— TASK TO COMPLETE —
What follows is a set of records. Repeat every one of them exactly.

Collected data
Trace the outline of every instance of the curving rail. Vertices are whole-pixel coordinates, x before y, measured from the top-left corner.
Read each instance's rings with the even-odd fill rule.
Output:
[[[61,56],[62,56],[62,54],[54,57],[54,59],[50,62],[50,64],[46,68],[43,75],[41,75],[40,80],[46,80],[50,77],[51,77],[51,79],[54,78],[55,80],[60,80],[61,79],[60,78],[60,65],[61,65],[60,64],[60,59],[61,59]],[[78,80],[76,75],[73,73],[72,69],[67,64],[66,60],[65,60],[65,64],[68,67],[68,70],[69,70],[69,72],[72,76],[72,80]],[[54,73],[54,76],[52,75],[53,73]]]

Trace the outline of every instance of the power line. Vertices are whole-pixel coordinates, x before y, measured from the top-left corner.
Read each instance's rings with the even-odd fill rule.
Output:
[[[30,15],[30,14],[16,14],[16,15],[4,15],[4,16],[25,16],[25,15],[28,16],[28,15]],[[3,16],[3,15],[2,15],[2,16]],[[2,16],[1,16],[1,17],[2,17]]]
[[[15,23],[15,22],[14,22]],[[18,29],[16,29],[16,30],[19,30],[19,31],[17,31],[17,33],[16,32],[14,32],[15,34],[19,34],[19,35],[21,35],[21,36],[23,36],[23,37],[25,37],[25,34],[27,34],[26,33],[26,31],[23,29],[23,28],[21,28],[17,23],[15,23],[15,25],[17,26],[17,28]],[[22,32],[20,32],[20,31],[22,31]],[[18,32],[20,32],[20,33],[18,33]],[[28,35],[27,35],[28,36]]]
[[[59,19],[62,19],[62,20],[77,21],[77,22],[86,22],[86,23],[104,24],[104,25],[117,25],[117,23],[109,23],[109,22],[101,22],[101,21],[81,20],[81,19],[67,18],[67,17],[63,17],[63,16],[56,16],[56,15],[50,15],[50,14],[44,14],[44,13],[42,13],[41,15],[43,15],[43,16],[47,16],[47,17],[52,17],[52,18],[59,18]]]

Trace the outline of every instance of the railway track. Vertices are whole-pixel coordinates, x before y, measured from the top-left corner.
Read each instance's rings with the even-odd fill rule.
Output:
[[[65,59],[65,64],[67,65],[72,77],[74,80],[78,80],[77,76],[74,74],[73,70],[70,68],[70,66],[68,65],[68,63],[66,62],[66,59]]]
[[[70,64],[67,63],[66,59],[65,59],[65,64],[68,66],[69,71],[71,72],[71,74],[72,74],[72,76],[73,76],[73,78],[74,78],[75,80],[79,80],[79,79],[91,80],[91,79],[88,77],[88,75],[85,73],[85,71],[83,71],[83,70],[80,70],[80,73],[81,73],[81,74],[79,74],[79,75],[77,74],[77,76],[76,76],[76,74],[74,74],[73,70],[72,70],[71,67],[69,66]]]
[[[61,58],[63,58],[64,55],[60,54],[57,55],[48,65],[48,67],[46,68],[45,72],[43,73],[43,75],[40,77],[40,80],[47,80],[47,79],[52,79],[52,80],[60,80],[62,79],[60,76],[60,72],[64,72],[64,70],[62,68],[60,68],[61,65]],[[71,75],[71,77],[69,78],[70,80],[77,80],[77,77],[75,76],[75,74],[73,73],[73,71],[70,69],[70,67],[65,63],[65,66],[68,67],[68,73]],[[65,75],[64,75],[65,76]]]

— RESULT FOR THIS TASK —
Trace the outline of every instance of the curving rail. Vertices are whole-pixel coordinates, x before y, measured from the top-left corner.
Read each instance's rings with the even-odd fill rule.
Output:
[[[61,56],[62,56],[62,54],[54,57],[54,59],[50,62],[50,64],[46,68],[43,75],[41,75],[40,80],[46,80],[50,77],[51,77],[51,79],[54,78],[55,80],[60,80],[61,79],[60,78],[60,65],[61,65],[60,64],[60,59],[61,59]],[[78,80],[76,75],[73,73],[72,69],[67,64],[66,60],[65,60],[65,64],[68,67],[68,70],[69,70],[69,72],[72,76],[72,80]],[[54,73],[54,76],[52,75],[53,73]]]

Trace the outline of every instance of the power line. Vertices are whole-pixel coordinates, x before y, measured from the top-left corner.
Read each instance's rings with the even-odd fill rule.
Output:
[[[30,15],[30,14],[16,14],[16,15],[4,15],[4,16],[25,16],[25,15],[28,16],[28,15]],[[3,16],[3,15],[2,15],[2,16]],[[2,16],[1,16],[1,17],[2,17]]]
[[[15,23],[15,22],[14,22]],[[18,29],[16,29],[16,30],[19,30],[19,31],[17,31],[17,33],[16,32],[14,32],[15,34],[19,34],[19,35],[21,35],[21,36],[23,36],[23,37],[25,37],[25,34],[27,34],[26,33],[26,31],[23,29],[23,28],[21,28],[17,23],[15,23],[15,25],[17,26],[17,28]],[[22,32],[20,32],[20,31],[22,31]],[[18,32],[20,32],[20,33],[18,33]],[[28,35],[27,35],[28,36]]]
[[[59,19],[62,19],[62,20],[77,21],[77,22],[86,22],[86,23],[104,24],[104,25],[117,25],[117,23],[109,23],[109,22],[101,22],[101,21],[81,20],[81,19],[67,18],[67,17],[63,17],[63,16],[56,16],[56,15],[50,15],[50,14],[44,14],[44,13],[42,13],[41,15],[43,15],[43,16],[47,16],[47,17],[52,17],[52,18],[59,18]]]

Trace the outline of every instance of the railway track. Vertices are whole-pixel coordinates, x before y, measured from the top-left corner.
Read each instance's rings with the even-odd fill rule.
Output:
[[[65,59],[65,64],[67,65],[72,77],[74,80],[78,80],[77,76],[74,74],[73,70],[70,68],[70,66],[68,65],[68,63],[66,62],[66,59]]]
[[[70,64],[67,63],[66,59],[65,59],[65,64],[68,66],[69,71],[71,72],[71,74],[72,74],[72,76],[73,76],[73,78],[74,78],[75,80],[79,80],[79,79],[91,80],[91,79],[88,77],[88,75],[85,73],[85,71],[83,71],[83,70],[80,70],[80,73],[81,73],[81,74],[79,74],[79,75],[77,74],[77,76],[76,76],[76,74],[74,74],[73,70],[72,70],[71,67],[69,66]]]
[[[61,58],[63,58],[64,55],[60,54],[57,55],[48,65],[48,67],[46,68],[45,72],[43,73],[43,75],[40,77],[40,80],[47,80],[47,79],[52,79],[52,80],[60,80],[62,79],[60,76],[60,72],[64,72],[64,70],[62,68],[60,68],[61,65]],[[71,75],[71,77],[69,78],[70,80],[77,80],[77,77],[75,76],[75,74],[73,73],[73,71],[70,69],[70,67],[65,63],[65,66],[68,67],[68,73]],[[65,75],[64,75],[65,76]]]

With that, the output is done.